- Aim of the task -
Here are the records. Write out exactly the lines between the one holding "the candle rim" and the one holding "the white candle", inclusive.

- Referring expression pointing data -
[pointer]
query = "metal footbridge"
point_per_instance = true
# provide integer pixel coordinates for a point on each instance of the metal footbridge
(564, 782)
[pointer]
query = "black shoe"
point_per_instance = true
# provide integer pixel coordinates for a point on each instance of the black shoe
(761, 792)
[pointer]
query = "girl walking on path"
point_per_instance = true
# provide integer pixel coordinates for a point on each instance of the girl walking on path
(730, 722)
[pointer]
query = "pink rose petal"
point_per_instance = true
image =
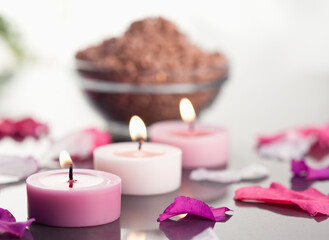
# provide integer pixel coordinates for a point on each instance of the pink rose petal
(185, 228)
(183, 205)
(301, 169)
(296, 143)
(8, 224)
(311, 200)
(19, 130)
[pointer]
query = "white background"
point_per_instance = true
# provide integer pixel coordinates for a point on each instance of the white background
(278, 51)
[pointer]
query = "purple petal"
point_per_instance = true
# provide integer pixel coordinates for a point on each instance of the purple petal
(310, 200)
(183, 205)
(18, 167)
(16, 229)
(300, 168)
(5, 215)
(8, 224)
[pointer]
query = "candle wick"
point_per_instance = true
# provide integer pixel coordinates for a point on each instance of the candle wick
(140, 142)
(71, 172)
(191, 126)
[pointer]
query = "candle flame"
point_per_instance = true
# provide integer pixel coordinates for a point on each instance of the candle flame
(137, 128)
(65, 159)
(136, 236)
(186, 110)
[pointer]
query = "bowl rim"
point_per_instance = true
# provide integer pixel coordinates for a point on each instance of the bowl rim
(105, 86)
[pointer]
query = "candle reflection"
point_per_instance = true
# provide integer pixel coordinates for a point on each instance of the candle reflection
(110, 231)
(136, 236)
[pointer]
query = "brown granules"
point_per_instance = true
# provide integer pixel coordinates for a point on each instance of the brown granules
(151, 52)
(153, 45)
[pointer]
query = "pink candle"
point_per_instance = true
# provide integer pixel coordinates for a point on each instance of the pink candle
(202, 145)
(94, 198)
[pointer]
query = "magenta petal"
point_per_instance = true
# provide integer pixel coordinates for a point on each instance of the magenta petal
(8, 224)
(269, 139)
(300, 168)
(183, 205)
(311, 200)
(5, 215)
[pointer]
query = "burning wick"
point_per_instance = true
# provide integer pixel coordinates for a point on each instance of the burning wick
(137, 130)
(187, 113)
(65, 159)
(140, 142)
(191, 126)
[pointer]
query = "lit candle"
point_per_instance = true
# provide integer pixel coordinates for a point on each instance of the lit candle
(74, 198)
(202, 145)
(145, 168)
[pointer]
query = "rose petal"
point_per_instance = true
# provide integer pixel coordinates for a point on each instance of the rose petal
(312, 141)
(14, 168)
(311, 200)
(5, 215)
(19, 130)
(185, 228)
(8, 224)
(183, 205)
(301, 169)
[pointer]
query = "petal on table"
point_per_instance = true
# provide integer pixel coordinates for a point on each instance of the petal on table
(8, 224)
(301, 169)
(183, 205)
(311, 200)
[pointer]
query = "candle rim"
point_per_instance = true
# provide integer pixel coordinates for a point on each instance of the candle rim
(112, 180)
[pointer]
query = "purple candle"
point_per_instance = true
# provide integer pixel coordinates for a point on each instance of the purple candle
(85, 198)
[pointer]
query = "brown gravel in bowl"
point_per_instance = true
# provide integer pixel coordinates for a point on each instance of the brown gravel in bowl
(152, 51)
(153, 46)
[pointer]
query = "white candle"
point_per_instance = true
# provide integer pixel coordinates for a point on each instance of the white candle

--

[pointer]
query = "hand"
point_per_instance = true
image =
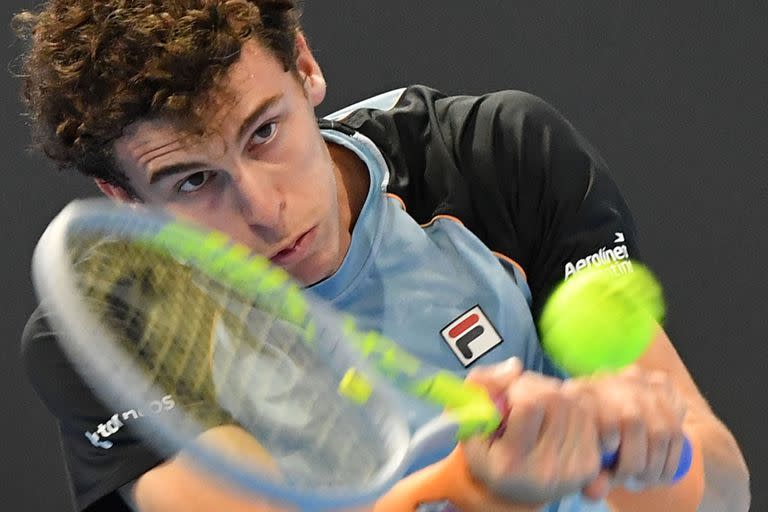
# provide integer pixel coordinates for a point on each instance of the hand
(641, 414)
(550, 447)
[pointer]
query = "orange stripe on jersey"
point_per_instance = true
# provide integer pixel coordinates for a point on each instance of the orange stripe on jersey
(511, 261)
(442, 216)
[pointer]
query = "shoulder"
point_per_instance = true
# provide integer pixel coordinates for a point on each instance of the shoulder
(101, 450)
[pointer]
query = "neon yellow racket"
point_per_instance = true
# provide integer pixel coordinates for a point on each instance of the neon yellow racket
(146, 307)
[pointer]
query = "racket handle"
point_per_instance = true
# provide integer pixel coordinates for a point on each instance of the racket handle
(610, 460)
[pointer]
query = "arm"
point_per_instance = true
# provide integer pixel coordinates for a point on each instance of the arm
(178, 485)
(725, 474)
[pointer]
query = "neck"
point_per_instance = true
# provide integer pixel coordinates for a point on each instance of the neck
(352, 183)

- Output for this exercise -
# provide integer pixel coordinates for a point on each instance of the candle rim
(112, 180)
[pointer]
query = "purple candle"
point_per_instance = true
# provide integer pixel coordinates for a point on each instance of the purple candle
(85, 198)
[pointer]
query = "brown gravel in bowl"
point_per_instance = true
# provide integer pixel coordinates for a point on each instance of the brown gravel in bowl
(152, 51)
(153, 46)
[pointer]
query = "white candle"
point_per_instance = true
# provide integer pixel coordinates for a point on each instance of the white candle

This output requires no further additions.